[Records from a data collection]
--------

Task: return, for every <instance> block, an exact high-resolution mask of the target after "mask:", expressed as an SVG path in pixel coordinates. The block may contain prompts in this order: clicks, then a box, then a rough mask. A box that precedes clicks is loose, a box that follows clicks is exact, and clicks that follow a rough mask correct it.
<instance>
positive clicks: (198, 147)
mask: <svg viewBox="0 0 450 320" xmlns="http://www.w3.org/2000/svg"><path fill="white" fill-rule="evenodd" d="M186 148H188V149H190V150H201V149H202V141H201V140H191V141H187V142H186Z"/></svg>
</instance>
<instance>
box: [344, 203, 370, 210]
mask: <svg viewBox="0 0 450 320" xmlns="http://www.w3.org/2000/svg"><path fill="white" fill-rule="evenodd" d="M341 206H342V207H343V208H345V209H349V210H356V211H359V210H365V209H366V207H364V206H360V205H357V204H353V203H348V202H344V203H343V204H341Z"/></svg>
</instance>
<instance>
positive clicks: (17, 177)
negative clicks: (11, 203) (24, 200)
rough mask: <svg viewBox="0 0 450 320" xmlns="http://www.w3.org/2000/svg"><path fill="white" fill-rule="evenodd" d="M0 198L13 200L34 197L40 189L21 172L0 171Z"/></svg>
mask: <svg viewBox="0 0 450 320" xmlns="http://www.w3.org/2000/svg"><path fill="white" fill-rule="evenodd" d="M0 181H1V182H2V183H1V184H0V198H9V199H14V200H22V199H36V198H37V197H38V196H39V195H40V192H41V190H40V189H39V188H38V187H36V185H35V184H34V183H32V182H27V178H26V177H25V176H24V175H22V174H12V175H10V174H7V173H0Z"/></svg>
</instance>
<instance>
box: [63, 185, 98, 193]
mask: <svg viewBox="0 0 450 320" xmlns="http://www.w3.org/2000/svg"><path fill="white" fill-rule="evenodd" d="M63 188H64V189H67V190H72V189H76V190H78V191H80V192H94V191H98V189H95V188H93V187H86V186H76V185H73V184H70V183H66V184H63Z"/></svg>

--------

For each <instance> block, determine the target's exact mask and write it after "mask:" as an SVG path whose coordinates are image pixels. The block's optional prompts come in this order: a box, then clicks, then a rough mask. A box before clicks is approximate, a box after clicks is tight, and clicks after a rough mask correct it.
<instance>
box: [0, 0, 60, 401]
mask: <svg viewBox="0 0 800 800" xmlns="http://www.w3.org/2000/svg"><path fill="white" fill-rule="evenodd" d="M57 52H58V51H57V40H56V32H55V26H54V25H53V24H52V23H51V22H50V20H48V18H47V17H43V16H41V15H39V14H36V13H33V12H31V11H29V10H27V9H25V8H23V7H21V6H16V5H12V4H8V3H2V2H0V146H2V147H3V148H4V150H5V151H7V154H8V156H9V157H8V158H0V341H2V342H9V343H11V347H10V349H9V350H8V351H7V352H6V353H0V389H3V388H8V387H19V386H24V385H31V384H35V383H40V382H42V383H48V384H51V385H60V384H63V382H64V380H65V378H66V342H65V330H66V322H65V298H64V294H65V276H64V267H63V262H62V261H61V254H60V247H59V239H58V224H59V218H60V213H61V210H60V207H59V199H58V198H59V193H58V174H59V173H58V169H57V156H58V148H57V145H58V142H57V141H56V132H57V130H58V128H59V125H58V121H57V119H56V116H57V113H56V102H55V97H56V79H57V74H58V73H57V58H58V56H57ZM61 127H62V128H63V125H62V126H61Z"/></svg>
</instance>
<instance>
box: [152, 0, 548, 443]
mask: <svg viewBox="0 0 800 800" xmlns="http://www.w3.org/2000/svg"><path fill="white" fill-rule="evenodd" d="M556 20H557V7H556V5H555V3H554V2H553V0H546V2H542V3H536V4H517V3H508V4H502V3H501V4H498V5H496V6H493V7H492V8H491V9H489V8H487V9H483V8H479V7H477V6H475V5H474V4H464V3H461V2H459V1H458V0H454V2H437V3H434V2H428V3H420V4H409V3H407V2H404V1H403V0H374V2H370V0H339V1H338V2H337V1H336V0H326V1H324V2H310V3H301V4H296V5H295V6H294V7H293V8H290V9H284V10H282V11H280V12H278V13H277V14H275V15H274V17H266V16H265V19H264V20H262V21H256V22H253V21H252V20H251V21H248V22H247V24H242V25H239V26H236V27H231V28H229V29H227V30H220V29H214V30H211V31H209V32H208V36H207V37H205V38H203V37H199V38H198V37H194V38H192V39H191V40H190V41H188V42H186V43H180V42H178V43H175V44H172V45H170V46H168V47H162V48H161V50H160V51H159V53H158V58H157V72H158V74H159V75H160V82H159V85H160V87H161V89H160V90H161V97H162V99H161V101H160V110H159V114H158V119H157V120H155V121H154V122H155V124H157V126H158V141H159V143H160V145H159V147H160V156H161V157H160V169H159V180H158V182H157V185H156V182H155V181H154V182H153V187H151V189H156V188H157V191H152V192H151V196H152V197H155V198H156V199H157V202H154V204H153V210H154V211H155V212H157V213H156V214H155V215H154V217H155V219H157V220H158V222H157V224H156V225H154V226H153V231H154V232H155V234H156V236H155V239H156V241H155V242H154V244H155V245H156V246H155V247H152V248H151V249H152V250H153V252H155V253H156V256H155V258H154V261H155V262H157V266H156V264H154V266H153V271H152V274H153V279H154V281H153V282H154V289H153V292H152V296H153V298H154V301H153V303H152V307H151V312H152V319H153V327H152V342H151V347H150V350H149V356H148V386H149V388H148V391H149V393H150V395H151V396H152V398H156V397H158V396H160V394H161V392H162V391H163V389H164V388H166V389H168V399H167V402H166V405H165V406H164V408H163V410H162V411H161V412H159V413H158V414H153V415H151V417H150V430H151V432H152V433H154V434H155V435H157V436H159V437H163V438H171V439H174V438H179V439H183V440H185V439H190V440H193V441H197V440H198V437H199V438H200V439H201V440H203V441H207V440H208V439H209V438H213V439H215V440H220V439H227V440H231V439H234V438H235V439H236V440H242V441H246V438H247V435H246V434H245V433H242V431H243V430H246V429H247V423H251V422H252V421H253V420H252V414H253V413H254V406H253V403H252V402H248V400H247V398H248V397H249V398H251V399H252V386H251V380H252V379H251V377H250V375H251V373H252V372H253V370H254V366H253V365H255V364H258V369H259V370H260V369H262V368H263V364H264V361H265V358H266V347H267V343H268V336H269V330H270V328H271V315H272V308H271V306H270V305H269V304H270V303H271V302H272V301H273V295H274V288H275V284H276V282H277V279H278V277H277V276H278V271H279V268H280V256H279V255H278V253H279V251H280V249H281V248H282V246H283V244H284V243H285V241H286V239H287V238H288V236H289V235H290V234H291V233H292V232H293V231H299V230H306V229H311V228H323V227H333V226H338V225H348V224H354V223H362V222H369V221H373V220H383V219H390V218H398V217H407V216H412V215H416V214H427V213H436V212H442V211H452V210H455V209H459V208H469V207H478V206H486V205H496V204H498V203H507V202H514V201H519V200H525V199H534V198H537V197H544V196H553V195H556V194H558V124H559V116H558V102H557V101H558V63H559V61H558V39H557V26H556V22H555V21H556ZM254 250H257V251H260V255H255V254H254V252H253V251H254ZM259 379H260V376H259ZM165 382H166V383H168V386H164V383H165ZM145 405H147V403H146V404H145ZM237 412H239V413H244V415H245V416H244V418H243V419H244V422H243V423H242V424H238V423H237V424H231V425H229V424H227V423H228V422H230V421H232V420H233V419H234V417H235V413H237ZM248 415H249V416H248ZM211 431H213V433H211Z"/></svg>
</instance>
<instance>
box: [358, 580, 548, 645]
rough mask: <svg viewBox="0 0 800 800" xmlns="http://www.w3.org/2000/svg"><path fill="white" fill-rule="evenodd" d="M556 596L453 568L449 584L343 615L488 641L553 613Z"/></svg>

--------

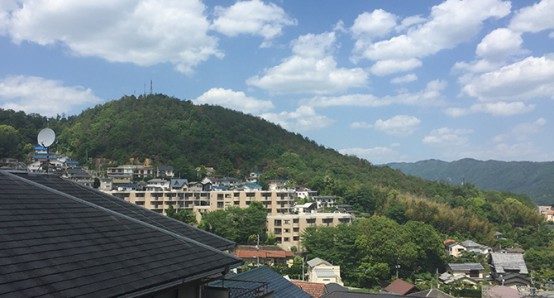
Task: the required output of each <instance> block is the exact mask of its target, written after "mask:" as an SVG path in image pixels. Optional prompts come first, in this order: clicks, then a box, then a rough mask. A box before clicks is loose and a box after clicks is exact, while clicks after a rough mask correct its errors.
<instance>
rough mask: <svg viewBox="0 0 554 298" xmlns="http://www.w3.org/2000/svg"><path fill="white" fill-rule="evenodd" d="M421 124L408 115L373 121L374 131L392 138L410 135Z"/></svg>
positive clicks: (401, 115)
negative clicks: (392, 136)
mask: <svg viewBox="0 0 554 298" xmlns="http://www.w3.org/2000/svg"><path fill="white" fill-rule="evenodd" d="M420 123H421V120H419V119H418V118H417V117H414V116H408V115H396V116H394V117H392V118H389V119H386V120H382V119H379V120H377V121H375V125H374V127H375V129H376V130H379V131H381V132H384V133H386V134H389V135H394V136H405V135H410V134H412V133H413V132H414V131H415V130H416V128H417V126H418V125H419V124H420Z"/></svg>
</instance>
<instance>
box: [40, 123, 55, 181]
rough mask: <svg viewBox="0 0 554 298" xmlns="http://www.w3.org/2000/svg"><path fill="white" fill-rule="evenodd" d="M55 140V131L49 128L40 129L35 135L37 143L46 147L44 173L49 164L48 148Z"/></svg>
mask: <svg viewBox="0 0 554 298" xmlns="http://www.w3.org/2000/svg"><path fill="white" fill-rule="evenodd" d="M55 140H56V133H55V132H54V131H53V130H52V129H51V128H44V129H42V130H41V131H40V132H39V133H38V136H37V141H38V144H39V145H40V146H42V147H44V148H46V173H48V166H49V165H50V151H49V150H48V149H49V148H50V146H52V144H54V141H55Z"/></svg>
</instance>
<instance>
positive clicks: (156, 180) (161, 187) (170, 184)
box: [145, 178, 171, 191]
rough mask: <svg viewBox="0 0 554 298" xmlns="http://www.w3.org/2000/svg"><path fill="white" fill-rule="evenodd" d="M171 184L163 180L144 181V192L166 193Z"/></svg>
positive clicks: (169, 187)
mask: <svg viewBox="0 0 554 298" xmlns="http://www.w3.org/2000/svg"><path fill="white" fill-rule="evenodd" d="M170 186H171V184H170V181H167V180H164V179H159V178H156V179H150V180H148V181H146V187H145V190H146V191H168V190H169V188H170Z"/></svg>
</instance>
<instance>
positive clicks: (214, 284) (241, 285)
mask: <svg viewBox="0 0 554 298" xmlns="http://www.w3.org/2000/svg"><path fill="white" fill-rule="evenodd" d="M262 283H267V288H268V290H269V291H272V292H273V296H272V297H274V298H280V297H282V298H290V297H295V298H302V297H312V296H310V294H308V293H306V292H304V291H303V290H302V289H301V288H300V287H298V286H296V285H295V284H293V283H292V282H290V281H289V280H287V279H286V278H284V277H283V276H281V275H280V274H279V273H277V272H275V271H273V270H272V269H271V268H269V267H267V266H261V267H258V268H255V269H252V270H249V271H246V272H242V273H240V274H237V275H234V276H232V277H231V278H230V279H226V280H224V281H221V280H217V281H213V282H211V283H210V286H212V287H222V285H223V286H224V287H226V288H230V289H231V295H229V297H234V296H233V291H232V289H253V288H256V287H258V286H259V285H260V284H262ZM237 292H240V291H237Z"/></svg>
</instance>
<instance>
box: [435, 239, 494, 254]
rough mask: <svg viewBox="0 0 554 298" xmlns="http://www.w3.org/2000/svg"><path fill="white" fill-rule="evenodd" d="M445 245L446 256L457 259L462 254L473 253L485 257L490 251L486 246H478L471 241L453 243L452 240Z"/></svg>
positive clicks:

--------

* _Task item_:
In the records above, find each line holding "block" and copy it.

* _Problem solution_:
Task: return, for every <instance> block, an exact high-resolution mask of the target after "mask:", expressed as an SVG path in pixel coordinates. The block may contain prompts in this order: clicks, then a box, then a rough mask. A box that precedes clicks is loose, a box that follows clicks is exact, and clicks that follow a rough mask correct it.
For each <instance> block, determine the target's exact mask and write it after "mask:" as an SVG path whose coordinates are image pixels. The block's optional prompts come in this order: a box, then clicks, then a rough mask. A box before clicks is approximate, a box after clicks is tight, and clicks after a rough mask correct it.
Task: the required output of each <instance> block is the exact mask of its target, written after "mask:" as an SVG path in image pixels. Optional prompts come first, in this order: clicks, then a box, then a rough mask. A box before clicks is loose and a box after clicks is exact, while clicks after a rough mask correct its errors.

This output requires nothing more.